» Exercise:
Figure out how many lines in these records contain "elytra". Only the number belongs in the reply.

» Dataset entries:
-- Opening Marker --
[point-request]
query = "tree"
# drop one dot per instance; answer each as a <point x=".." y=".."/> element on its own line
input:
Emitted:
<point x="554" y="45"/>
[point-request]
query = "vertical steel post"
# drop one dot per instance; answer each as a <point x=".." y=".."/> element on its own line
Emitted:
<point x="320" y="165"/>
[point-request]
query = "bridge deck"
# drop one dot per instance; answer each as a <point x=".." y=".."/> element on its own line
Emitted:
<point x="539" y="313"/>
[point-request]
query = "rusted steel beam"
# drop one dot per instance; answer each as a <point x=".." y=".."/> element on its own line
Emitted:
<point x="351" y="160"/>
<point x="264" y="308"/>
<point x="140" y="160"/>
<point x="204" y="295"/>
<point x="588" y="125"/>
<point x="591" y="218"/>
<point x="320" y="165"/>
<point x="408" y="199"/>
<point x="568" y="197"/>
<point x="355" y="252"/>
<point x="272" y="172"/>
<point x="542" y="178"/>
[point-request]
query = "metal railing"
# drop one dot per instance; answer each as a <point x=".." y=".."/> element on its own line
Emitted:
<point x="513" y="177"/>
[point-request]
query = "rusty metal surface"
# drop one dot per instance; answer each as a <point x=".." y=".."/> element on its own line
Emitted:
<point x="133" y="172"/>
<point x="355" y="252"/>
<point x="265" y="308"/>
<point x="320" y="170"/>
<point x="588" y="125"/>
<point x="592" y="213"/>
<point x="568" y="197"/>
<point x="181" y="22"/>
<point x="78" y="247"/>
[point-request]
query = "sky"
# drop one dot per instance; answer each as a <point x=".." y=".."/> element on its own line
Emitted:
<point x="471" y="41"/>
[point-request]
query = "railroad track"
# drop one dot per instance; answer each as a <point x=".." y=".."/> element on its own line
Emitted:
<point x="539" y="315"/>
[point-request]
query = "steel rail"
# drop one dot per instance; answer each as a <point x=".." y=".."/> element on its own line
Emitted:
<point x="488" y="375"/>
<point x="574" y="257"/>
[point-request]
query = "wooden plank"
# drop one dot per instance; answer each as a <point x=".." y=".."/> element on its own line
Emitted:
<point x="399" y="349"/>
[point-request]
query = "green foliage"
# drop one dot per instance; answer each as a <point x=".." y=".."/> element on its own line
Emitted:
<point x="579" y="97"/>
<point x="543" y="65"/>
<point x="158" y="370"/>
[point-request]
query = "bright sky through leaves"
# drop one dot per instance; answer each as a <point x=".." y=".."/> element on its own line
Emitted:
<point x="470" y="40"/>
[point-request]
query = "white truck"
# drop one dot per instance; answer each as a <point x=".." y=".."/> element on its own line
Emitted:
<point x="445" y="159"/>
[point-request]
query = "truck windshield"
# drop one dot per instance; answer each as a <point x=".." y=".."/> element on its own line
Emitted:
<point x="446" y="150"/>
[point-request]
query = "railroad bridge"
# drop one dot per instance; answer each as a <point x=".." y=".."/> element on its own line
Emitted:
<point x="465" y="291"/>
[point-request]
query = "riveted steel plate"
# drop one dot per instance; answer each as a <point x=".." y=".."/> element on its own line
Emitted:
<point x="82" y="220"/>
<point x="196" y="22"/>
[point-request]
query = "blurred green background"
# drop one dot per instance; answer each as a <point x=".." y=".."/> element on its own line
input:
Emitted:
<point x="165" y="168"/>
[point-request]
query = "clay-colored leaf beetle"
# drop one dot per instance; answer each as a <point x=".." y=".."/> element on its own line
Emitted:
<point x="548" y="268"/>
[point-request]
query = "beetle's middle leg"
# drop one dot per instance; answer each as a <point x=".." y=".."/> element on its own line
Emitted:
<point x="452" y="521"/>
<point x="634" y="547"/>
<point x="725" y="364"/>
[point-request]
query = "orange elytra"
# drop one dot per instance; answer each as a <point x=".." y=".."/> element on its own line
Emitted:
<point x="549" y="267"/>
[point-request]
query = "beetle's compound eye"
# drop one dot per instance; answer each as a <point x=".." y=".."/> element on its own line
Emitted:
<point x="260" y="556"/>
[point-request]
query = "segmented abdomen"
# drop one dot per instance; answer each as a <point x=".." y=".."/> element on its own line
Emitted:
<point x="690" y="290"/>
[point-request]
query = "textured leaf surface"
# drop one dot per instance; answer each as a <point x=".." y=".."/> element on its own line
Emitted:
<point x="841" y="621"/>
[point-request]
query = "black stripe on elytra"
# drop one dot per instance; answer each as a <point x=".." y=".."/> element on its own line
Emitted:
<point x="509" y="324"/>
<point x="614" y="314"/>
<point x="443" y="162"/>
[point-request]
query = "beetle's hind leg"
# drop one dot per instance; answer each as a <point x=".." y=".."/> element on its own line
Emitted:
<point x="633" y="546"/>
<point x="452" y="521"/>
-- Closing Marker --
-- Opening Marker --
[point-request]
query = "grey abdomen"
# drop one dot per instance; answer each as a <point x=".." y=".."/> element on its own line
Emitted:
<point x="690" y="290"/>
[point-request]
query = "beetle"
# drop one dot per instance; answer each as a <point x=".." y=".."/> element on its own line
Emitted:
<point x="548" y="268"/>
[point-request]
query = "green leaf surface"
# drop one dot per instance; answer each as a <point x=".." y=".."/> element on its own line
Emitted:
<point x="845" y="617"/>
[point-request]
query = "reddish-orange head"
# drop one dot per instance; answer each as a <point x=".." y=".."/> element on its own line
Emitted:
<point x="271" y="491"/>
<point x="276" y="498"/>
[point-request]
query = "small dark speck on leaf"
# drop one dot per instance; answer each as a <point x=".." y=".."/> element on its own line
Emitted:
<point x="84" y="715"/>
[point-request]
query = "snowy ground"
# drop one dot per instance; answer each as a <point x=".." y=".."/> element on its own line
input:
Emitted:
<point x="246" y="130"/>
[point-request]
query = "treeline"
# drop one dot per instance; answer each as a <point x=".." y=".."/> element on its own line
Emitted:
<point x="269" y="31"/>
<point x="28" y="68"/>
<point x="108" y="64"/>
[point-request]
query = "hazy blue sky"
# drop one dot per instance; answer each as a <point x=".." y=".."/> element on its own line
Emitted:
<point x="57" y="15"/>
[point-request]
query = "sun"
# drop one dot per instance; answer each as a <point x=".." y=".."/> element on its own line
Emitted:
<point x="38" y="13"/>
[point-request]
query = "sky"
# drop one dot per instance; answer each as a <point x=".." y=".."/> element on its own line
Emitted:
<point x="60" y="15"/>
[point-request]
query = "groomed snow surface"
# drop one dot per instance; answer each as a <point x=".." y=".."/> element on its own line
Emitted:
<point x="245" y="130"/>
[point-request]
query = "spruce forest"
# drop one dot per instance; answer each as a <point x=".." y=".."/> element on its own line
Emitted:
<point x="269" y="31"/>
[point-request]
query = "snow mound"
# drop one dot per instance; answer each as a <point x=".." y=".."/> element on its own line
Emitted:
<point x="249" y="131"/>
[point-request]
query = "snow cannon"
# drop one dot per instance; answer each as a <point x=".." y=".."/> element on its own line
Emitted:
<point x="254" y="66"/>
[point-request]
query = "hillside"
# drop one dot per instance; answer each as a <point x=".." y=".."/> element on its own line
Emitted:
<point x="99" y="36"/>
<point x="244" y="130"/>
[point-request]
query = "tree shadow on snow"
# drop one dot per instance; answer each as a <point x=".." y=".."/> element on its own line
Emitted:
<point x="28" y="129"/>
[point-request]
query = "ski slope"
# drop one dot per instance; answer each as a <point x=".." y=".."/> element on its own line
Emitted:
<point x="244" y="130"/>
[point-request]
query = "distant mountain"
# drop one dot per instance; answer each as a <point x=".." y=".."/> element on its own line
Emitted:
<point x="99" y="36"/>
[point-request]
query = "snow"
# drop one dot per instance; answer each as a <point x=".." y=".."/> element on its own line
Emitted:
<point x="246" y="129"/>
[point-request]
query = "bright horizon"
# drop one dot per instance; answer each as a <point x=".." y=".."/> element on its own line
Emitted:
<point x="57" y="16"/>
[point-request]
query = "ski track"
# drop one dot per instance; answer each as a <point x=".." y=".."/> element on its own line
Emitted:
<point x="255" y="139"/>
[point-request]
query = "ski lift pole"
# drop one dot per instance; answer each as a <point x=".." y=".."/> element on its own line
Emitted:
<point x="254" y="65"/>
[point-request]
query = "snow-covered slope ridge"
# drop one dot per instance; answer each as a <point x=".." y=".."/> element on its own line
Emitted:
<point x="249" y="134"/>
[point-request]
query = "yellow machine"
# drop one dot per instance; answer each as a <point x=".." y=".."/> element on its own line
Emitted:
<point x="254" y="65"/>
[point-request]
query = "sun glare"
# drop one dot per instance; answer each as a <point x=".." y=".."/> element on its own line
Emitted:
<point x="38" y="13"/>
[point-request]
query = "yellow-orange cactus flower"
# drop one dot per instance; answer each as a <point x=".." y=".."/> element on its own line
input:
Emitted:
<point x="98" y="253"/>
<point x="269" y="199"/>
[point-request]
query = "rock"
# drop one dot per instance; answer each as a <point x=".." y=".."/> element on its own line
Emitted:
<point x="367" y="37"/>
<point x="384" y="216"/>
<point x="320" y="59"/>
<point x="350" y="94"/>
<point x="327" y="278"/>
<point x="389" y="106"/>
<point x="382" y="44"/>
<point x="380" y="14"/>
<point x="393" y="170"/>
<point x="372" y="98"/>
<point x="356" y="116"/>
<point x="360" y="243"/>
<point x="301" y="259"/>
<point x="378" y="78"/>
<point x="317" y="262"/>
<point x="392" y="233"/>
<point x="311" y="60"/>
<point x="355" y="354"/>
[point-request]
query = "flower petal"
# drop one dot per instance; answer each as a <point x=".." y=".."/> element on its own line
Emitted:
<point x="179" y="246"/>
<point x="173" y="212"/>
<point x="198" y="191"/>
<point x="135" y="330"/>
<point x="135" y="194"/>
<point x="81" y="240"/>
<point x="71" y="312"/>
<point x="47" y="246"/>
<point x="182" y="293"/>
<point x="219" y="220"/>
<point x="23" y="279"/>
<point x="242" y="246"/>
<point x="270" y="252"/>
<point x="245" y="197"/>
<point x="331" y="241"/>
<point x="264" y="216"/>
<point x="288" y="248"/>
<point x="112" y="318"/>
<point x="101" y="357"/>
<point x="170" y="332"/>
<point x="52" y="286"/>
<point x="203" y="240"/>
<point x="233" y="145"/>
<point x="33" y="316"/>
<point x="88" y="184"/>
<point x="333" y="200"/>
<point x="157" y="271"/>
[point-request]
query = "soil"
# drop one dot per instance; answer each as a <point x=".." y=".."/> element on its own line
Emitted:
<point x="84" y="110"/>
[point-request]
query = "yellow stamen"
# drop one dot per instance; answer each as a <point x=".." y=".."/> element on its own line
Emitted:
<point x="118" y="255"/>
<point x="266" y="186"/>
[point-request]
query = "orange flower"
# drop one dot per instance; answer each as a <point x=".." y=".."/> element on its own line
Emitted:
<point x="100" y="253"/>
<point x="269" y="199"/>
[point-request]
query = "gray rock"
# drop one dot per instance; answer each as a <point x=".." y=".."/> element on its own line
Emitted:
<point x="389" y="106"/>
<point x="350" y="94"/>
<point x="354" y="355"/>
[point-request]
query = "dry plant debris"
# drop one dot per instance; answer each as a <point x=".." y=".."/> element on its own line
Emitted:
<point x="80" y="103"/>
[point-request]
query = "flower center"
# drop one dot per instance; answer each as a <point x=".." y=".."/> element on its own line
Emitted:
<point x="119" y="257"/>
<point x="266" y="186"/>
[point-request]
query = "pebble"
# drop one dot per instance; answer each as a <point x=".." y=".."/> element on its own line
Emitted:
-- Closing Marker --
» Solved problem:
2